PAGE EXCERPT.

**********

The Philadelphia Phillies
2008 World Series Champions

I know, I know, the rest of the country just … doesn’t … care. Believe me, after watching and waiting for the last 25 years for a championship for any one of our four major sports teams, the Phillies or the Flyers or the Eagles or the Sixers, I–and the rest of the people in Philadelphia–know exactly what it is like to watch some other team win, some other city celebrate.

Damn it, though, tonight it’s our turn!!

When I played Little League as a kid, I remember being disappointed year after year because I always drew the Tigers, or the Yankees, or the Dodgers, or the Orioles — any team but the Phillies. Every kid wanted to be a Phillie.

As a Philadelphia Eagles fan and an Auburn University alum, I’ve always loved football. Growing up in the northeast, hockey has always been huge. Still, at the end of the day, it is baseball, America’s pastime, which makes me think of simpler times when my parents were still together, when I knew nothing of mortgage payments or health insurance or busted water-heaters, when politics was something that angry grownups talked about.

This photograph was taken when I was just a kid, shopping in a department store and lucky enough to run into the Phillie Phanatic. My goodness, it was an absolute dream. It occurred to me tonight, watching my two-year-old daughter watch and laugh as her father hopped around the room (she called me a “hop-hop,” meaning that, to her, I looked like a rabbit), just how long it has been since life has been simple, since the greatest cause for concern or celebration was a bunch of guys in red and white pinstripes.

You know, I’m usually the first person to disparage sports, much in the same way as I do the cult of celebrity and the eye-rolling superficiality parade which is American Idol, as a distraction from the things which truly matter. Tonight, however, as I look at the images on my television set, I see coming together and celebrating together and jumping and dancing and hugging and screaming together a city which, just six days from now, will most certainly be viciously–and perhaps irreparably–divided.

Sure, there may be some rioting and disobedience in the streets of Philadelphia tonight, but for the most part, there is far more love tonight in the City of Brotherly Love than there has been for a long while, and will be for some time to come.

There’s something to be said for sports.

There’s something to be said for victory.

**********

LISTED ENTRIES.
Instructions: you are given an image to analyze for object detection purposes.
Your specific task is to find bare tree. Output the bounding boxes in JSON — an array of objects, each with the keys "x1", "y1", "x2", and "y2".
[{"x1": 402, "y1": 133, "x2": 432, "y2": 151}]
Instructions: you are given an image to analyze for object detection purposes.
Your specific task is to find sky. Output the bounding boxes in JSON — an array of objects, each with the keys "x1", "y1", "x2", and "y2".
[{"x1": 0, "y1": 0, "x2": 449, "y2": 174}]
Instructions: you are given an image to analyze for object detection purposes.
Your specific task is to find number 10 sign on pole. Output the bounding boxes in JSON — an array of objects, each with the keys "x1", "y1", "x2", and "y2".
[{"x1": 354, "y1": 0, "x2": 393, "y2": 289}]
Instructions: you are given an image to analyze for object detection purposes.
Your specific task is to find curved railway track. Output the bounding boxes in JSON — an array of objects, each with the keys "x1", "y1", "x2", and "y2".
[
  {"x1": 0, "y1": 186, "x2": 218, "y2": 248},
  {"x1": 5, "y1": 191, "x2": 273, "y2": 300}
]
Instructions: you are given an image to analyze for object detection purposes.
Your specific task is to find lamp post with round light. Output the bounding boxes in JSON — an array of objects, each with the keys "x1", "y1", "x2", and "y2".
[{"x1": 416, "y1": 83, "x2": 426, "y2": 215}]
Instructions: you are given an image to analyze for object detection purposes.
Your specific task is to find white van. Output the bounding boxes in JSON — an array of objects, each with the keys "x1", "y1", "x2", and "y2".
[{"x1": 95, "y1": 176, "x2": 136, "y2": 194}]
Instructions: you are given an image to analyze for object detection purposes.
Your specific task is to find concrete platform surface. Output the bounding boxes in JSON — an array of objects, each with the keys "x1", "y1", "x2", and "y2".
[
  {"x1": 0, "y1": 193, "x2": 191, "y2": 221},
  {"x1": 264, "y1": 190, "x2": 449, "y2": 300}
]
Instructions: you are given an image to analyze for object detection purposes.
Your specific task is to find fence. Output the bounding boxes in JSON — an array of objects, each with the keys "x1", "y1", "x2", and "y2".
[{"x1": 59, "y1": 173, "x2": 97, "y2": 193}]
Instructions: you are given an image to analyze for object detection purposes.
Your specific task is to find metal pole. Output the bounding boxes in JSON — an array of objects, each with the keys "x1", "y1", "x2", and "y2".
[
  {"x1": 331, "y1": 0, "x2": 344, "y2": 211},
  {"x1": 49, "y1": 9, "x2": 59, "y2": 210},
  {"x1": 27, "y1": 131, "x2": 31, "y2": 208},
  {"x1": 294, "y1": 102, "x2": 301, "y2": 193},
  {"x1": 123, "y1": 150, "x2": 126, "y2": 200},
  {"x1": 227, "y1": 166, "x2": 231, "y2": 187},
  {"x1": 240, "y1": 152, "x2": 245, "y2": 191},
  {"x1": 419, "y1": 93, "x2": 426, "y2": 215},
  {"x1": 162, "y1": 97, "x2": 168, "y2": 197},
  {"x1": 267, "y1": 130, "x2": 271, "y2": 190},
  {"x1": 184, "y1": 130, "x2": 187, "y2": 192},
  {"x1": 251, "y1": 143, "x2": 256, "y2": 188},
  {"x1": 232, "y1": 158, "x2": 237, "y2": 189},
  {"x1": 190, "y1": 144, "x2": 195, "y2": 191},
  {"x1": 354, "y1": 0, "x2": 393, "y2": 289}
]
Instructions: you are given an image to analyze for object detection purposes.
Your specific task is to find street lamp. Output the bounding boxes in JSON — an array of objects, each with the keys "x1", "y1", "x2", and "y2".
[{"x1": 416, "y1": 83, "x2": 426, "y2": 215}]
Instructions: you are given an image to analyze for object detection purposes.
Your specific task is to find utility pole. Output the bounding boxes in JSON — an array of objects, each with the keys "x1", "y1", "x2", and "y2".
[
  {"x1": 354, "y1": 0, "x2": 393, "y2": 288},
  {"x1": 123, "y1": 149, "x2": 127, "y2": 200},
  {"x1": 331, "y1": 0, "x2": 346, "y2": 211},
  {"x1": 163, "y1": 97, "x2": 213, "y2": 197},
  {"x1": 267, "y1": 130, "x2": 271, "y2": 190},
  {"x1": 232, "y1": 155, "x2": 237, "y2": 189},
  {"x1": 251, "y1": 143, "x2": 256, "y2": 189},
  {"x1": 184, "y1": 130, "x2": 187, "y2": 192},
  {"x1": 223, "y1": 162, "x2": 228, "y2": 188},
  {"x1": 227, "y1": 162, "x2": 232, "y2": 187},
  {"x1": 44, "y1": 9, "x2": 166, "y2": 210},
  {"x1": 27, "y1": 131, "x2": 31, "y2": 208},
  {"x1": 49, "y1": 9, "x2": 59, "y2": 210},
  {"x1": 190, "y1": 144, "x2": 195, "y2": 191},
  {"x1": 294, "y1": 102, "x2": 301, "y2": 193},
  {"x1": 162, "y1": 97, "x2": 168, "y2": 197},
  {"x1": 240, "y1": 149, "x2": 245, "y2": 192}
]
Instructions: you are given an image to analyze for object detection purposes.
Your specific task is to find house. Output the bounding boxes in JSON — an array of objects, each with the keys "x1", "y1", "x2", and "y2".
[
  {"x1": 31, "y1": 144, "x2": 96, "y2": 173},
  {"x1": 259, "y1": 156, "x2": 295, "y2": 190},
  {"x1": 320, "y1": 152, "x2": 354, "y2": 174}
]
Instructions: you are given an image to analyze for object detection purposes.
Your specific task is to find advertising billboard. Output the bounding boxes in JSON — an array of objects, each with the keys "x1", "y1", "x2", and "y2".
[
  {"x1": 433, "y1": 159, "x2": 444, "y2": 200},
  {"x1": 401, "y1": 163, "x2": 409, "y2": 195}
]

**********

EXERCISE INSTRUCTIONS.
**A)** In the Phillies post above, what did the writer's two-year-old daughter call him as he hopped around the room?
**B)** Do these statements agree with the Phillies post above? (i) The writer is a graduate of Auburn University. (ii) In Little League, the writer was usually placed on the Phillies. (iii) The writer met the Phillie Phanatic at a ballpark.
**C)** Carry on the Phillies post above, beginning after its last line.

TASK RESPONSES.
**A)** She called him a "hop-hop."

**B)**
(i) Yes: "an Auburn University alum"
(ii) No: "any team but the Phillies"
(iii) No: "shopping in a department store and lucky enough to run into the Phillie Phanatic"

**C)**
And there you have it — even on a night where pinstripes take precedence over politics, it becomes apparent that there is always a lesson to be learned.



  1. Anonymous says:

    no offense Jeff, I’m sure you’re excited but I think I speak for many when I say “yawn”.

  2. Quinn Nii says:

    Thanks for posting this one up for Phil and Jeff, Phili hometown Men! Now the real challenge now is to Get Phil and Jeff and Philadelphia on the National Map Radar on Election Day!

  3. Bet says:


  4. 10 Ninety-Six says:

    Update to the “Curse of William Penn” a/k/a “Curse of Billy Penn”:

    The Curse of William Penn WAS an alleged curse used to explain the failure of professional sports teams based in Philadelphia, Pennsylvania to win championships since the March 1987 construction of the One Liberty Place skyscraper, which exceeded the height of William Penn’s statue atop Philadelphia City Hall. The curse supposedly ended on October 29, 2008 when the Philadelphia baseball team, the Philadelphia Phillies, won the 2008 World Series, four months after a William Penn figure was attached on the top of the new Comcast Center, the new tallest building in the city. This curse has gained such prominence in Philadelphia that a documentary film by the same name, The Curse of William Penn, has been produced about it.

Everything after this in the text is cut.